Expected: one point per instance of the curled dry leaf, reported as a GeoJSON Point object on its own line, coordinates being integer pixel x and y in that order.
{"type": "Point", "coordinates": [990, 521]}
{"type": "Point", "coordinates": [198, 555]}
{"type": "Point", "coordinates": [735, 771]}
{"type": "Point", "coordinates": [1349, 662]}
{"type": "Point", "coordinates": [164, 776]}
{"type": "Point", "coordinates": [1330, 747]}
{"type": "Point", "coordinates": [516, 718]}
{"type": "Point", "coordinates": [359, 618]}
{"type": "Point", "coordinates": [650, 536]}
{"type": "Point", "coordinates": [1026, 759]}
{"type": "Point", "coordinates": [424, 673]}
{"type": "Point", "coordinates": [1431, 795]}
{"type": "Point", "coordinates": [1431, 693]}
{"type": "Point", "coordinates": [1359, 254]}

→ What to produce:
Quote every item above in full, keeping each character unchanged.

→ Task answer:
Expected: one point per instance of the curled dry leaf, reported as a GeoJSON Point object on its own line, coordinates being integer pixel x and y in that order.
{"type": "Point", "coordinates": [990, 521]}
{"type": "Point", "coordinates": [198, 555]}
{"type": "Point", "coordinates": [735, 771]}
{"type": "Point", "coordinates": [1349, 662]}
{"type": "Point", "coordinates": [164, 776]}
{"type": "Point", "coordinates": [1330, 747]}
{"type": "Point", "coordinates": [516, 718]}
{"type": "Point", "coordinates": [359, 618]}
{"type": "Point", "coordinates": [650, 536]}
{"type": "Point", "coordinates": [1026, 759]}
{"type": "Point", "coordinates": [424, 673]}
{"type": "Point", "coordinates": [1431, 795]}
{"type": "Point", "coordinates": [1431, 693]}
{"type": "Point", "coordinates": [1359, 254]}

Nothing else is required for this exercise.